Flinders Australia meeting
The President meets with Australian members

After discussions with the President, the group viewed some of the library’s treasures, carefully chosen by Dr Woods for their relevance to the work of Matthew Flinders. Afterwards the members were joined by an enthusiastic audience for the lectures.

The success of this launch event was matched by the experience of Captain Barritt and Professor Morgan in a special session in the Fridays at the Library programme run jointly by Flinders University and the Friends of the State Library of South Australia in Adelaide, and finally an evening presentation in the State Library of New South Wales. Through these events Captain Barritt had the opportunity to meet many long-standing members, some others now returning to the fold, and some new recruits.

Saluting Flinders
Captain Mike Barritt salutes his hydrographic predecessor

The programme matched his desire to engage with the Hakluyt Society community that ‘compasses the Vaste Globe’ and to promote events further afield than London.

In his own presentation, Captain Barritt introduced Australia Circumnavigated: The Voyage of Matthew Flinders in HMS Investigator, 1801-1803, placing it in the context of the Society’s history of publications of accounts of travel and exploration in the region. He noted, however, that the edition departed from precedent in the amount of navigational detail that had been retained and reproduced both in the journal itself and in the accompanying memoir explaining the construction of Flinders’ charts. Speaking as a practitioner, and quoting from the memoir, he argued that this evidence of meticulous practice was essential to bring out the under-tone running through Matthew Flinders’ writings. He was acutely aware that he was walking in big foot-prints, especially those of the already legendary James Cook.

----

**INSTRUCTIONS**
a) Reproduce verbatim the stretch of the Flinders Australia meeting passage from "Saluting Flinders" through "afield than London.".
b) Resume the account of the Flinders Australia meeting, picking up right after its final sentence.

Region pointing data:
----

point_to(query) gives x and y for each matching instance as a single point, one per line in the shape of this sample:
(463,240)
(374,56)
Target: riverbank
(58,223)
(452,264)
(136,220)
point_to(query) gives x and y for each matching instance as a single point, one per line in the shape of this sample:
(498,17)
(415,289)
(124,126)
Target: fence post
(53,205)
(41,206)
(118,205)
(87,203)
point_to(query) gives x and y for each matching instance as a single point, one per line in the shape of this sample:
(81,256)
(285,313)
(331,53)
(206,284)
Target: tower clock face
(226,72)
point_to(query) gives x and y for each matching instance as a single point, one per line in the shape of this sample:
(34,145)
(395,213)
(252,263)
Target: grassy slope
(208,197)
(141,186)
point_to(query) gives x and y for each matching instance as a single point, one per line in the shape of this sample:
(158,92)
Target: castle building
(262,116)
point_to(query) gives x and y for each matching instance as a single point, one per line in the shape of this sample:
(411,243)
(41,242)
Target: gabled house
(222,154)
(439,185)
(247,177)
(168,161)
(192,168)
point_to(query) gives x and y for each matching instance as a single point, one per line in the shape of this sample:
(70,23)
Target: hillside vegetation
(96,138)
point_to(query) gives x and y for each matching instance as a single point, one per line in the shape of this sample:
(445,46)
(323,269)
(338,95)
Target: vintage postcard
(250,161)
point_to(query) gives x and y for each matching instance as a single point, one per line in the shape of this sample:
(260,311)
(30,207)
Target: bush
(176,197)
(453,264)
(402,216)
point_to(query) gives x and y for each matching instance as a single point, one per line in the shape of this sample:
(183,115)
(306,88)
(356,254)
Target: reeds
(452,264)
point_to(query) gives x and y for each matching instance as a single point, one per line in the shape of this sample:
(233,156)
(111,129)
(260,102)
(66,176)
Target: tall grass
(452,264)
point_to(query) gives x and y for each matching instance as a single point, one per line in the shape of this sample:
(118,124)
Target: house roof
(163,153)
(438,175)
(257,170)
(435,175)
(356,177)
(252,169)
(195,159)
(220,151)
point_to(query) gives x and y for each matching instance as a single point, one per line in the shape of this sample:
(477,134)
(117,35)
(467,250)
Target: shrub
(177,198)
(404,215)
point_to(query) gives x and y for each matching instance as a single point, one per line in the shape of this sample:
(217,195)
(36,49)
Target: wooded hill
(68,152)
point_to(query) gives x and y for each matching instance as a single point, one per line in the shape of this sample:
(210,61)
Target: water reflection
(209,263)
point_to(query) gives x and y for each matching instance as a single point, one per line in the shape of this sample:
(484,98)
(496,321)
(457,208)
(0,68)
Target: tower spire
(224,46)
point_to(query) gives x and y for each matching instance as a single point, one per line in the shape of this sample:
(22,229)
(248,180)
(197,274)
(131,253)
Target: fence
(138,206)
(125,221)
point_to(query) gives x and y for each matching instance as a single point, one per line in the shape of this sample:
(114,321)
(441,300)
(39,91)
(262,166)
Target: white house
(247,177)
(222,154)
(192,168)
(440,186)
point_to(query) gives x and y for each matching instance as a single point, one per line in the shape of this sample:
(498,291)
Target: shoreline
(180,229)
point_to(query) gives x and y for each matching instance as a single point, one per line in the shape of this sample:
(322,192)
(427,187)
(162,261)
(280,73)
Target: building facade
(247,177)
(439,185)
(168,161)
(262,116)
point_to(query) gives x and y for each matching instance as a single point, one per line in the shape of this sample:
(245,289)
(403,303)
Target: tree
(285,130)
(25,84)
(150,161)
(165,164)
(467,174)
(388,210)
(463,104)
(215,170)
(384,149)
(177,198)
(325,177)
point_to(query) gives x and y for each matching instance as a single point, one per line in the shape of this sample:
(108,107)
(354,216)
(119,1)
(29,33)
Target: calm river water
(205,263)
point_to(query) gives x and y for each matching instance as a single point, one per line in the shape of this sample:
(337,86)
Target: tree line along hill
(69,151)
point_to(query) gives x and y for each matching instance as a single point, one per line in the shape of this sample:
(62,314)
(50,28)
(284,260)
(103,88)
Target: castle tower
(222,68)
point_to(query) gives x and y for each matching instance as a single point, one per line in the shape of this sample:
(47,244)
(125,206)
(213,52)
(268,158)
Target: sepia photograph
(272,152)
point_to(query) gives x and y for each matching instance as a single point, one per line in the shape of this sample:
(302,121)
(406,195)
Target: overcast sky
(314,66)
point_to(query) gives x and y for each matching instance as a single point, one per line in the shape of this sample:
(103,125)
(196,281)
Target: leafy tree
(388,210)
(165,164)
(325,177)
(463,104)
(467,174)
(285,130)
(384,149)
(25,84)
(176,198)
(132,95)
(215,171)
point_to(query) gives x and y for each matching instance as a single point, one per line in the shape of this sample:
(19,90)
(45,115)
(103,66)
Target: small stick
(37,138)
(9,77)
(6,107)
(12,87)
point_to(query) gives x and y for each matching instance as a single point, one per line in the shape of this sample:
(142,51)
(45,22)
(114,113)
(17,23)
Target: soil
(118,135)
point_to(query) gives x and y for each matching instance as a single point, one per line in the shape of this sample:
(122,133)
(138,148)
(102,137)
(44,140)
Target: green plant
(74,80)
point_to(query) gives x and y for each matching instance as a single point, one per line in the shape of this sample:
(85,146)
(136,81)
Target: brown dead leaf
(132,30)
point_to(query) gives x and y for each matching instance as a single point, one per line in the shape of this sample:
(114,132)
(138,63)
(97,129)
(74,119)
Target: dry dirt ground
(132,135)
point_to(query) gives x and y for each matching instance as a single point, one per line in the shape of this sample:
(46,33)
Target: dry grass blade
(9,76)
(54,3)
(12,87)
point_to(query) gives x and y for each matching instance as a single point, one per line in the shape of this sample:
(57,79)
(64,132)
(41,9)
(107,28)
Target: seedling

----

**ANSWER LIST**
a)
Saluting Flinders
Captain Mike Barritt salutes his hydrographic predecessor

The programme matched his desire to engage with the Hakluyt Society community that ‘compasses the Vaste Globe’ and to promote events further afield than London.

b)
Although the argument and supporting tables in this edition may only be examined in detail by specialists, they illustrate the concerns driving Flinders: ‘I hope to escape the censure of those who may think that our investigation has not been sufficiently minute’. Captain Barritt explained that as a consequence of the decision to include this level of detail, the edition has set challenges at every stage of editing, type-setting and proofreading. The interest in the proof copies made available for inspection at the events in Australia indicates that the volumes will be in demand by both academic and general readers*.

Flinders hydro 1
Chart from “Australia Circumnavigated”

*Distribution to members of the Society  took place during the Summer of 2015.